BEGIN

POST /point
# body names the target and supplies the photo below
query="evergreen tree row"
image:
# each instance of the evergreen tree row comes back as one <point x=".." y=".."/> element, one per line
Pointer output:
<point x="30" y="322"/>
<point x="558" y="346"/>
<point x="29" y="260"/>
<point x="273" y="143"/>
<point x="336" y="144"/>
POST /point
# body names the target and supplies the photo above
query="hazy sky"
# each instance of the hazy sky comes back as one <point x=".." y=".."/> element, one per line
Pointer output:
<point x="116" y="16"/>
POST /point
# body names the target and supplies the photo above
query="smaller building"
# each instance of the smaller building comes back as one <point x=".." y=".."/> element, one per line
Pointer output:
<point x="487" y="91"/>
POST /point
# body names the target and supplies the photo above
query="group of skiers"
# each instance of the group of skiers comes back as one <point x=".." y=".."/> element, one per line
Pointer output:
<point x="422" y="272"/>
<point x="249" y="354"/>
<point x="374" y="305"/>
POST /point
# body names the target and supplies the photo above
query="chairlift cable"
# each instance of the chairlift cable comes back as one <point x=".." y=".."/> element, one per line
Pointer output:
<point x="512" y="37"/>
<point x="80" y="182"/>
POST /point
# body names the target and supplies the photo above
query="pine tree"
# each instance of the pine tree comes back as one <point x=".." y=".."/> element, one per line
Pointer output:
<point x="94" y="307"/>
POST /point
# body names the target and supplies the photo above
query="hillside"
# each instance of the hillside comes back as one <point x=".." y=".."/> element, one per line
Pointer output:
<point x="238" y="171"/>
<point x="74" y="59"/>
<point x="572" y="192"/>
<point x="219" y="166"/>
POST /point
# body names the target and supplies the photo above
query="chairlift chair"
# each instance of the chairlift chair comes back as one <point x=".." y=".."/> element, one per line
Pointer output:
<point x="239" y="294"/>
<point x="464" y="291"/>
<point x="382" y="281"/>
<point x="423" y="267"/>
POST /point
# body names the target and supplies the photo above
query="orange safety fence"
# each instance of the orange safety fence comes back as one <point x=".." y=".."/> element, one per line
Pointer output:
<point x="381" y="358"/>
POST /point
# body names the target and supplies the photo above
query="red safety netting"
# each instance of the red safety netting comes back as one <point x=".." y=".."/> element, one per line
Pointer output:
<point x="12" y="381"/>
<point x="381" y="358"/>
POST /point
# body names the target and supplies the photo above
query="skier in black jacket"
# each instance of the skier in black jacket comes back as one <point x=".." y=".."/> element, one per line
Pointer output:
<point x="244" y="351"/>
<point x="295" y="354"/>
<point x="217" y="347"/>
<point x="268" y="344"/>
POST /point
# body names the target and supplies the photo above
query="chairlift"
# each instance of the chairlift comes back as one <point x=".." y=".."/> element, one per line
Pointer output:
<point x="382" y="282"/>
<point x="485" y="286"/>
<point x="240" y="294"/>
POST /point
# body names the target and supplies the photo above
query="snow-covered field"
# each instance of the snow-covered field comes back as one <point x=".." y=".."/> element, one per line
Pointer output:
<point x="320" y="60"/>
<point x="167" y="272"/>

END

_Work instructions:_ Character for character, output the whole material above.

_Exercise output:_
POST /point
# body names the target and supplies the photo below
query="evergreen tree row"
image:
# each instance of the evergreen tree row comes back as one <point x=".." y=".."/> element, one per line
Pointer output:
<point x="30" y="322"/>
<point x="558" y="346"/>
<point x="29" y="260"/>
<point x="273" y="143"/>
<point x="336" y="144"/>
POST /point
# body names the target and supplies the photo above
query="hazy sky"
# each instance of the hazy sky comes back as one <point x=".." y=".."/> element, one per line
Pointer output:
<point x="116" y="16"/>
POST /point
# body names the target and supplies the photo above
query="smaller building"
# each instance of the smaller building comes back as one <point x=".." y=".."/> element, one per line
Pointer output:
<point x="487" y="91"/>
POST /point
# body names the target and supplies the photo above
query="group of skiers"
# each instance of the group of skiers comes back as one <point x=".." y=".."/> element, one per line
Pointer output:
<point x="422" y="272"/>
<point x="249" y="354"/>
<point x="374" y="305"/>
POST /point
# body names the target and supplies the photo above
query="chairlift cable"
# each instance of the chairlift cable comes back as one <point x=".." y=".."/> element, one per line
Pointer output:
<point x="512" y="37"/>
<point x="80" y="182"/>
POST /point
# body names the target and supplies the photo above
query="pine tree"
# each instance of the pine tree comes back as one <point x=".." y=".."/> element, one per line
Pointer output:
<point x="94" y="307"/>
POST /point
# body names the target and supplies the photo above
query="hillside"
# each instance of the hillside comes back as one <point x=".." y=".."/> element, one per line
Pointer output:
<point x="238" y="171"/>
<point x="74" y="59"/>
<point x="572" y="192"/>
<point x="219" y="166"/>
POST /point
# body names the target and supplies the photo above
query="chairlift chair"
# each instance of the chairlift chair comes back as one <point x=".." y=".."/> element, one per line
Pointer output:
<point x="239" y="294"/>
<point x="464" y="291"/>
<point x="382" y="281"/>
<point x="423" y="267"/>
POST /point
# body names the target and supplies the photo above
query="orange safety fence"
# each instance of the orange safety fence comes back as one <point x=".." y=".."/> element, one per line
Pointer output:
<point x="381" y="358"/>
POST /point
# body names the target and supplies the photo above
query="red safety netting"
# each instance of the red safety netting comes back as one <point x=".." y=".."/> element, one per line
Pointer output:
<point x="12" y="381"/>
<point x="381" y="358"/>
POST /point
# body names the target and supplies the photo above
query="skier in black jacket"
# each instance of the skier in black jacket comes back as one <point x=".." y=".."/> element, one per line
Pointer output:
<point x="244" y="351"/>
<point x="295" y="354"/>
<point x="217" y="347"/>
<point x="268" y="344"/>
POST /point
# body names the target and supplies the photo above
query="chairlift"
# each instance of the chairlift comes back as one <point x=".." y=".."/> element, one per line
Pointer output:
<point x="382" y="282"/>
<point x="485" y="286"/>
<point x="240" y="294"/>
POST /point
# body names the target and supplies the photo above
query="snow-covered field"
# each instance of the snow-covered field comes back as one <point x=".." y=".."/> element, one per line
Pointer output:
<point x="320" y="60"/>
<point x="167" y="272"/>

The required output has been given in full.